_Set task_.
Leave out the pictures and restate the rest of the data exactly.

>> START Data excerpts

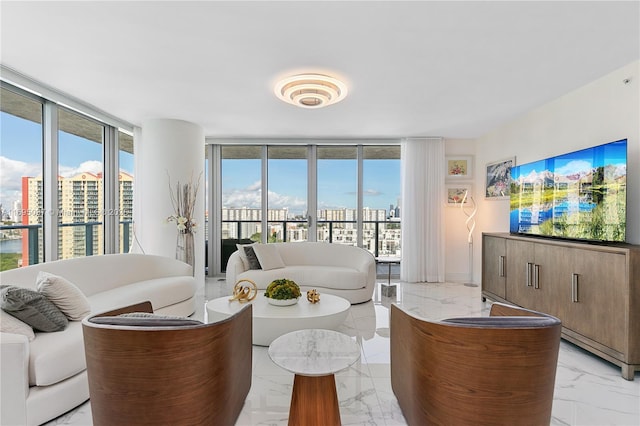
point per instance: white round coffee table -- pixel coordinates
(271, 321)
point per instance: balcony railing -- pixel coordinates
(85, 229)
(327, 231)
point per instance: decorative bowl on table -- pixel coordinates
(282, 292)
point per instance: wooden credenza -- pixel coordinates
(594, 289)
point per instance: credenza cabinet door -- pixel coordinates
(521, 259)
(598, 297)
(494, 267)
(594, 289)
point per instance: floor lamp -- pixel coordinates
(471, 225)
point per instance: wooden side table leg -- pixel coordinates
(314, 401)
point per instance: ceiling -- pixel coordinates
(420, 68)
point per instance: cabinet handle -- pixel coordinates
(574, 288)
(529, 273)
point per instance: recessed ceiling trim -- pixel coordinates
(311, 90)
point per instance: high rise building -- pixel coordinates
(80, 213)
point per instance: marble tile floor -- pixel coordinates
(589, 391)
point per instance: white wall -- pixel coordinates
(603, 111)
(167, 148)
(457, 267)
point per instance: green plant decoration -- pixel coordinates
(282, 289)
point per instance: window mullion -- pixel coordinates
(50, 182)
(360, 201)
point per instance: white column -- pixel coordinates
(167, 148)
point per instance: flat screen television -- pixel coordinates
(580, 195)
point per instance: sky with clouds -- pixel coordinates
(21, 155)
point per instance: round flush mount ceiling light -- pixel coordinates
(311, 90)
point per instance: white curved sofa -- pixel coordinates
(46, 377)
(345, 271)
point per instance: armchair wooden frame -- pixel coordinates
(176, 375)
(497, 370)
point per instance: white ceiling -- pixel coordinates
(421, 68)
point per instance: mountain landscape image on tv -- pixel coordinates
(580, 195)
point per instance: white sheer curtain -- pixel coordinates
(422, 173)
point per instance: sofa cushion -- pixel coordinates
(11, 324)
(252, 258)
(64, 294)
(268, 256)
(161, 292)
(243, 255)
(32, 308)
(54, 357)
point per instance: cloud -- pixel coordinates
(91, 166)
(11, 173)
(251, 197)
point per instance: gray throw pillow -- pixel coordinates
(32, 308)
(145, 319)
(254, 263)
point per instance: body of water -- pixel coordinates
(11, 246)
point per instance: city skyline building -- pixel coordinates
(80, 214)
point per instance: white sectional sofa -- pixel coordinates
(43, 378)
(345, 271)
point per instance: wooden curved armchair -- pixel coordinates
(497, 370)
(168, 375)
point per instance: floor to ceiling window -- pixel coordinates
(381, 200)
(21, 197)
(339, 189)
(287, 194)
(241, 192)
(80, 186)
(56, 167)
(125, 191)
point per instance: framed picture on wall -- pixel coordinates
(498, 179)
(459, 167)
(455, 193)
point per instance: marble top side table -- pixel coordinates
(314, 356)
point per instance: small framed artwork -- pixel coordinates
(459, 167)
(454, 194)
(498, 179)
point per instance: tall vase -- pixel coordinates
(185, 248)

>> END Data excerpts

_Correct answer_.
point per instance: white round coffee table -- pixel coordinates
(271, 321)
point per instance: balcony railing -- pixel coordinates
(85, 229)
(327, 231)
point per instance: decorative bowl on table -- pixel coordinates
(282, 292)
point per instance: wooden credenza -- pixel coordinates
(594, 289)
point per instance: credenza cabinet door -- pixel coordinates
(521, 259)
(598, 297)
(494, 267)
(594, 289)
point per instance: floor lamp -- pixel coordinates
(471, 225)
point per instance: wooden side table leg -- pixel coordinates
(314, 401)
point per instance: ceiling -- pixel coordinates
(420, 68)
point per instance: cabinet handle -- pixel coordinates
(574, 288)
(529, 273)
point per instance: recessed ceiling trim -- pixel coordinates
(311, 90)
point per instance: high rise building -- pixel coordinates
(80, 213)
point per instance: marble tile floor -- pixel coordinates
(589, 391)
point per instance: white wall -- pixel coordinates
(603, 111)
(167, 148)
(457, 267)
point per instance: green plant decoration -- pixel coordinates
(282, 289)
point per instance: window mullion -- pixel coordinates
(50, 182)
(360, 201)
point per instance: white column -- pixel coordinates
(167, 148)
point per instance: flat screen television -- pixel coordinates
(580, 195)
point per instance: sky with clouds -- pixel coordinates
(21, 155)
point per instance: round flush mount ceiling light -- pixel coordinates
(311, 90)
point per instance: white curved sofa -- pixel coordinates
(46, 377)
(345, 271)
point per instance: armchair wooden frame -- pixel coordinates
(176, 375)
(497, 370)
point per instance: white ceiling -- pixel coordinates
(421, 68)
point per instance: mountain landscape image on tv -- pixel coordinates
(580, 195)
point per instance: white sheer curtain -- pixel coordinates
(422, 173)
point per instance: sofa cushion -- pixel coordinates
(11, 324)
(252, 258)
(64, 294)
(268, 256)
(161, 292)
(243, 255)
(32, 308)
(54, 357)
point per instance: cloud -- pixel coordinates
(91, 166)
(11, 173)
(251, 197)
point per instance: gray throw pillow -- pixel coordinates
(32, 308)
(145, 319)
(254, 263)
point per instance: body of water -- pixel coordinates
(11, 246)
point per instance: city skyline building -- pixel coordinates
(80, 214)
point per instance: white sectional sofa -- pixel coordinates
(43, 378)
(345, 271)
point per instance: wooden curved armchair -- pixel coordinates
(497, 370)
(168, 375)
point per instance: floor to ceiling window -- pixel coordinates
(381, 200)
(21, 197)
(339, 189)
(287, 194)
(241, 192)
(80, 186)
(56, 167)
(125, 191)
point per instance: framed picture on wall -- pixel coordinates
(498, 179)
(459, 167)
(455, 193)
point per instance: marble top side table -- pixel coordinates
(314, 356)
point per instance: small framed artwork -- pixel coordinates
(459, 167)
(454, 194)
(498, 179)
point per instance: tall vase -- pixel coordinates
(185, 248)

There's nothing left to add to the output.